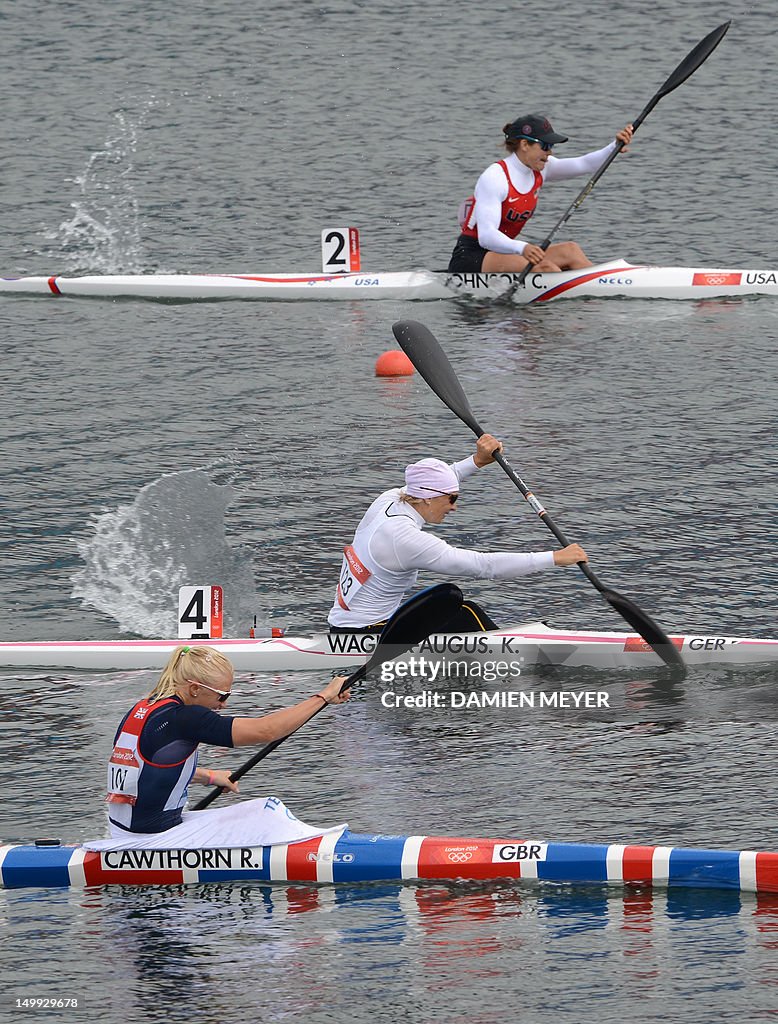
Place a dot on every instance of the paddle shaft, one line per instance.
(209, 798)
(537, 507)
(688, 66)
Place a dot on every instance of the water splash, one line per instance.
(173, 534)
(103, 236)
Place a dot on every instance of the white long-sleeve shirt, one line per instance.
(390, 549)
(491, 190)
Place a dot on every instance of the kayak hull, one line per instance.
(526, 645)
(350, 857)
(614, 279)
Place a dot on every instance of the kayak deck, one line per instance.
(351, 857)
(527, 644)
(612, 279)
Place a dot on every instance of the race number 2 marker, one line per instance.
(200, 612)
(340, 250)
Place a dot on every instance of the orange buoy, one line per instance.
(393, 364)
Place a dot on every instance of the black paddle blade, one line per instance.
(645, 627)
(424, 350)
(691, 62)
(419, 617)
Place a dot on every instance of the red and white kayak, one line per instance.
(613, 279)
(350, 857)
(525, 645)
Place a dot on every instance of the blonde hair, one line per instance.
(202, 665)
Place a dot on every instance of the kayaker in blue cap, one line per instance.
(506, 196)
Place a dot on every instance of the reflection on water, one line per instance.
(305, 946)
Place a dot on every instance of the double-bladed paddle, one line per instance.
(420, 616)
(688, 66)
(425, 352)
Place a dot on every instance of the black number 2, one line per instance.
(336, 257)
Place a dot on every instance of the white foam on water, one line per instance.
(103, 236)
(173, 534)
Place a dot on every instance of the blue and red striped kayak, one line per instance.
(350, 857)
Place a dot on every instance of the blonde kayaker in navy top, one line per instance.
(155, 754)
(389, 548)
(506, 196)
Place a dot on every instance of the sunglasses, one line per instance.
(546, 146)
(223, 694)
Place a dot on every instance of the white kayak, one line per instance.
(525, 645)
(615, 278)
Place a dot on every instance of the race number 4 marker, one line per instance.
(200, 612)
(340, 250)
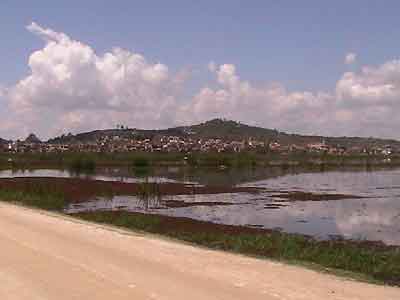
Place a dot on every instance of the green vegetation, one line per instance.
(81, 164)
(141, 162)
(375, 261)
(40, 196)
(87, 162)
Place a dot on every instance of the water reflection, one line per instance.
(376, 217)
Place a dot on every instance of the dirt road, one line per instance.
(50, 257)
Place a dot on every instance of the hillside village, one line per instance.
(219, 136)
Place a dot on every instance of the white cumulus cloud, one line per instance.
(74, 87)
(70, 87)
(350, 58)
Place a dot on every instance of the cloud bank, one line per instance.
(72, 88)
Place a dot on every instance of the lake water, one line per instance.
(374, 217)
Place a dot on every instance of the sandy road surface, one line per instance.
(49, 257)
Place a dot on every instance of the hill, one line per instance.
(32, 139)
(227, 130)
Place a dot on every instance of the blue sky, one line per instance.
(298, 44)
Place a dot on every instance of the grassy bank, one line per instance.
(373, 261)
(39, 196)
(88, 161)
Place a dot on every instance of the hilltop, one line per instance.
(227, 130)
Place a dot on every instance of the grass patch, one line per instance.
(39, 196)
(371, 260)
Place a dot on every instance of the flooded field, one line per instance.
(361, 205)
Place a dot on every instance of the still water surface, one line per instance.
(375, 217)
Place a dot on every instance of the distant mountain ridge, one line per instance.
(229, 130)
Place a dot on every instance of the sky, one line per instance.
(310, 67)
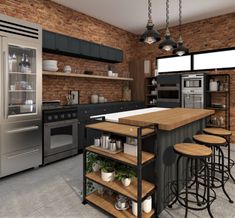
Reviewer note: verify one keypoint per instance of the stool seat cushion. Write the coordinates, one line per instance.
(218, 131)
(193, 150)
(209, 139)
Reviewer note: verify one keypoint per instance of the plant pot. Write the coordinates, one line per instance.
(96, 166)
(107, 176)
(126, 181)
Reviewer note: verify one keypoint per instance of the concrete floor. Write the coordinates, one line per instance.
(55, 191)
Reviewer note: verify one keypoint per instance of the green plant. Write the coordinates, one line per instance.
(107, 166)
(124, 172)
(91, 159)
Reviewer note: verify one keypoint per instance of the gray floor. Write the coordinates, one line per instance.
(55, 190)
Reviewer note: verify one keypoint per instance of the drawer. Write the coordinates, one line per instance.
(19, 136)
(21, 160)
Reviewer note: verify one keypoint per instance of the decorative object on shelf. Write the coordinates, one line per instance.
(93, 160)
(181, 49)
(125, 174)
(67, 69)
(110, 72)
(88, 72)
(94, 99)
(126, 93)
(122, 203)
(107, 171)
(168, 42)
(50, 65)
(213, 85)
(150, 36)
(147, 205)
(24, 64)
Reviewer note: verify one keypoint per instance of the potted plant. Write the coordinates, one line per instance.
(93, 163)
(125, 175)
(107, 171)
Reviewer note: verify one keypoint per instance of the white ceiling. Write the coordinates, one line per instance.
(131, 15)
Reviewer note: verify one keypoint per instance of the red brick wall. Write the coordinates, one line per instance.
(57, 18)
(212, 33)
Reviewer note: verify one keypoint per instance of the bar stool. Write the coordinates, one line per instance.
(226, 134)
(215, 143)
(197, 153)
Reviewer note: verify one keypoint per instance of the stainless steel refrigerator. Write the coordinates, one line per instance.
(20, 95)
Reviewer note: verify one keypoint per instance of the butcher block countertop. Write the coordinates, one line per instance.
(168, 119)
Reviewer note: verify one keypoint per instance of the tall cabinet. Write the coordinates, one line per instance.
(218, 98)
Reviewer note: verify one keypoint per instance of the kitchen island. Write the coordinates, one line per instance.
(174, 126)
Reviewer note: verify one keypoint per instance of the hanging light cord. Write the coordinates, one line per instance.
(167, 13)
(149, 11)
(180, 16)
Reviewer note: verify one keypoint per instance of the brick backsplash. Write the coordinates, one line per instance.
(213, 33)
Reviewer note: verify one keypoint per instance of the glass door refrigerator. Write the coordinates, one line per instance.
(20, 95)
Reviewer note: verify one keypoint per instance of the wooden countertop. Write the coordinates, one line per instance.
(169, 119)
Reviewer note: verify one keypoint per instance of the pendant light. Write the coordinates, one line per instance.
(168, 43)
(150, 36)
(181, 49)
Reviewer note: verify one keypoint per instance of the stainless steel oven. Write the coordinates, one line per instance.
(168, 90)
(60, 134)
(193, 91)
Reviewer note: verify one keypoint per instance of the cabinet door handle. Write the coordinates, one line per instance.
(22, 154)
(25, 129)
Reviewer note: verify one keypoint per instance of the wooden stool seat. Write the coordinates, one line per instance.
(193, 150)
(217, 131)
(209, 139)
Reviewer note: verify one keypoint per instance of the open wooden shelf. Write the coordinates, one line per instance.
(129, 191)
(122, 157)
(121, 129)
(107, 203)
(47, 73)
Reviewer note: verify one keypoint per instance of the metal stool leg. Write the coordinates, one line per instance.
(223, 182)
(229, 167)
(177, 183)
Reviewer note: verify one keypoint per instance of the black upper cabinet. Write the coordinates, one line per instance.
(49, 40)
(61, 44)
(84, 48)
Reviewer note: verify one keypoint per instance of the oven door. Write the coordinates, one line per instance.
(60, 136)
(192, 100)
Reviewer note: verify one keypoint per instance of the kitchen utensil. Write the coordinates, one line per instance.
(112, 146)
(119, 144)
(67, 69)
(147, 205)
(97, 141)
(213, 85)
(101, 99)
(94, 98)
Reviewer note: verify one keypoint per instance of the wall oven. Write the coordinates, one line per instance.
(168, 90)
(193, 91)
(60, 134)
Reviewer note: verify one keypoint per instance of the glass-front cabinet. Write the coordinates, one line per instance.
(21, 79)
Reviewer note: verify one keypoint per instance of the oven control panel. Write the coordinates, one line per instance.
(59, 115)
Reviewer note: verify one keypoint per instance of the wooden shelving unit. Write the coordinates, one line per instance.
(106, 203)
(220, 96)
(148, 88)
(47, 73)
(124, 158)
(139, 189)
(130, 191)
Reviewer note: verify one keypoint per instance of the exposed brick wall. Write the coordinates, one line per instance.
(57, 18)
(212, 33)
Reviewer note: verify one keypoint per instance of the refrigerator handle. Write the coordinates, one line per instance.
(4, 85)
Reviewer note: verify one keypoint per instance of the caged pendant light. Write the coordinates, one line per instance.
(168, 42)
(150, 36)
(181, 49)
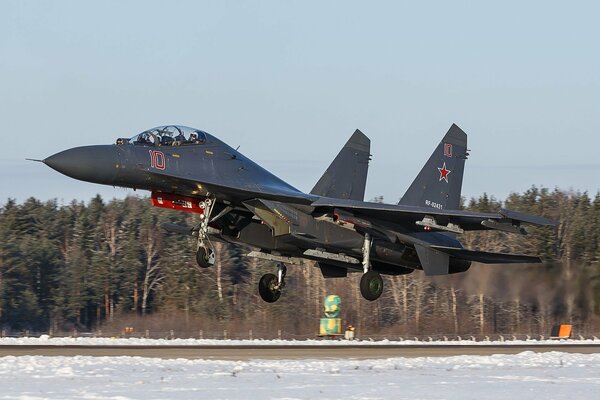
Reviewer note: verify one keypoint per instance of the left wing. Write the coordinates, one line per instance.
(435, 219)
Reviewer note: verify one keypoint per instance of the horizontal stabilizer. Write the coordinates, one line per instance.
(487, 257)
(434, 262)
(346, 177)
(527, 218)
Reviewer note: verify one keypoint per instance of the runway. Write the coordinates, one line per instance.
(273, 352)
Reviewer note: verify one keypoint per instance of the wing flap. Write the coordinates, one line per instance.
(433, 261)
(486, 257)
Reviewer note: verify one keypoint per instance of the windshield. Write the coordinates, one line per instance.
(169, 135)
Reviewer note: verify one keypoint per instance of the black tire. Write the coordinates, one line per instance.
(371, 285)
(203, 257)
(266, 288)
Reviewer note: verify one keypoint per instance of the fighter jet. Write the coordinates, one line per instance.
(240, 202)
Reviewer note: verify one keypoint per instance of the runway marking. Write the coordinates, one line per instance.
(329, 351)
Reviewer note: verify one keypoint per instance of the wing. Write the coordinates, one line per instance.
(433, 218)
(237, 191)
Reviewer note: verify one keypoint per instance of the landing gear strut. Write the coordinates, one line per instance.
(371, 283)
(205, 255)
(270, 285)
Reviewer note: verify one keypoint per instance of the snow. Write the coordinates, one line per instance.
(45, 340)
(527, 375)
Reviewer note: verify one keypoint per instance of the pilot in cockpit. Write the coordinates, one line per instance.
(179, 139)
(143, 138)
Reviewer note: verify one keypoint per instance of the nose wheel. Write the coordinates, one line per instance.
(371, 285)
(205, 255)
(270, 285)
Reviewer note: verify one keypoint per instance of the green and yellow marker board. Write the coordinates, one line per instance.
(332, 306)
(332, 325)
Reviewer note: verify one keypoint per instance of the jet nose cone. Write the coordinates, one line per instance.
(98, 164)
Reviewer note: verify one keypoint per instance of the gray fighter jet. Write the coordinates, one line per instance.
(240, 202)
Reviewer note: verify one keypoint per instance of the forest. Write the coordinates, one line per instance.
(107, 267)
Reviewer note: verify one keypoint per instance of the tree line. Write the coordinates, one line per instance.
(104, 265)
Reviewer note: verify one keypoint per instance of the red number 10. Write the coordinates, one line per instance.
(157, 159)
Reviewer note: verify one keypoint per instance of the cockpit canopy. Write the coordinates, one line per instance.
(167, 135)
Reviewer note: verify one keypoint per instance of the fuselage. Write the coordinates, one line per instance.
(287, 224)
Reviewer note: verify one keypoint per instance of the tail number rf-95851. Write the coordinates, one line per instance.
(433, 204)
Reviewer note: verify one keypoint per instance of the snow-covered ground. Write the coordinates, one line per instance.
(527, 375)
(87, 341)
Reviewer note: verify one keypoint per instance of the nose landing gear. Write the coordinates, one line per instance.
(270, 285)
(371, 283)
(205, 255)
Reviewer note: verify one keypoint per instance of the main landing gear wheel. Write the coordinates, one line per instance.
(205, 257)
(371, 285)
(268, 288)
(270, 285)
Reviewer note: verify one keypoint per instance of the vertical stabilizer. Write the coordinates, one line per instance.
(439, 183)
(346, 177)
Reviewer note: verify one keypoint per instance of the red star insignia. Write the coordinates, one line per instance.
(444, 173)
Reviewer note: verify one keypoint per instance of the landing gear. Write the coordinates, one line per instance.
(205, 255)
(371, 283)
(270, 285)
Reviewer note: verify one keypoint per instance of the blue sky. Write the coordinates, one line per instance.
(290, 81)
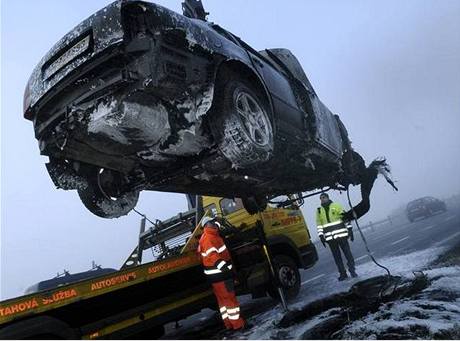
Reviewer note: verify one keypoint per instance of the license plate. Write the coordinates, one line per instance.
(72, 53)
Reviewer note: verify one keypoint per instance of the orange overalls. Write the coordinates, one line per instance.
(218, 269)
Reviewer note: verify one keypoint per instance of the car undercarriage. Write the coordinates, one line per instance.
(138, 97)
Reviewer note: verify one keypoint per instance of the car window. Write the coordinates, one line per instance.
(224, 33)
(229, 206)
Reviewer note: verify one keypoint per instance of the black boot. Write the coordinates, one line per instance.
(342, 277)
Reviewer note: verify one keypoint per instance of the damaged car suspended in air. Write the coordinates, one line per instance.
(138, 97)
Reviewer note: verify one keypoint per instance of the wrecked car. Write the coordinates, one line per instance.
(138, 97)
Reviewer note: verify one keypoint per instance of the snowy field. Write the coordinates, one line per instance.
(432, 313)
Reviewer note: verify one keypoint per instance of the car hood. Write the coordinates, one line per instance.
(89, 38)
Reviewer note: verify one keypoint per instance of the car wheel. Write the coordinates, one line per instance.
(104, 200)
(240, 121)
(288, 275)
(254, 204)
(428, 213)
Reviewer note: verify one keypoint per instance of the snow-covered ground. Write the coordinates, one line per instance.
(432, 313)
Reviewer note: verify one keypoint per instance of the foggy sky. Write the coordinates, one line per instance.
(390, 69)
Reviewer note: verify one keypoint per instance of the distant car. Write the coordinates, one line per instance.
(138, 97)
(424, 207)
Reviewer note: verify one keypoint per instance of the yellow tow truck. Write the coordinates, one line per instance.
(139, 299)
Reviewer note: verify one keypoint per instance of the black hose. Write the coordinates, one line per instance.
(389, 276)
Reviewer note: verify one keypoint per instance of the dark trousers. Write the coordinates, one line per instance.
(336, 245)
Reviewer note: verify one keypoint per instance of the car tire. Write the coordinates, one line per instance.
(240, 121)
(289, 276)
(254, 204)
(100, 204)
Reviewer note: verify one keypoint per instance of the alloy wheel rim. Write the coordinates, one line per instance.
(254, 118)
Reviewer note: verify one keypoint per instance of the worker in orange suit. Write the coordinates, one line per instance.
(218, 269)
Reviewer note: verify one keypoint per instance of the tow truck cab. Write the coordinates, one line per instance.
(140, 298)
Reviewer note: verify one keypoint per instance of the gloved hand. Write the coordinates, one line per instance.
(350, 235)
(323, 240)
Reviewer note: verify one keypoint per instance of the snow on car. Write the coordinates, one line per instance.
(138, 97)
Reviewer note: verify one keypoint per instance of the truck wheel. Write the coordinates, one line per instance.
(106, 203)
(288, 274)
(254, 204)
(240, 121)
(39, 328)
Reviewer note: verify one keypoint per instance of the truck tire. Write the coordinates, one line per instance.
(39, 328)
(103, 205)
(240, 121)
(288, 275)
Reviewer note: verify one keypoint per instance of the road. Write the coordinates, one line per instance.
(385, 240)
(390, 240)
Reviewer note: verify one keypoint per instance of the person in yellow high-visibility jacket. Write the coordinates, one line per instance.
(333, 231)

• • •

### Your instructions
Set out exactly the run of lines that begins at the line holding "Reviewer note: verify one keypoint per instance of the person" and ends at the last line of the data.

### Completed exercise
Reviewer note: verify one keypoint per instance of the person in yellow high-visibility jacket. Write the coordinates, one line per instance.
(333, 231)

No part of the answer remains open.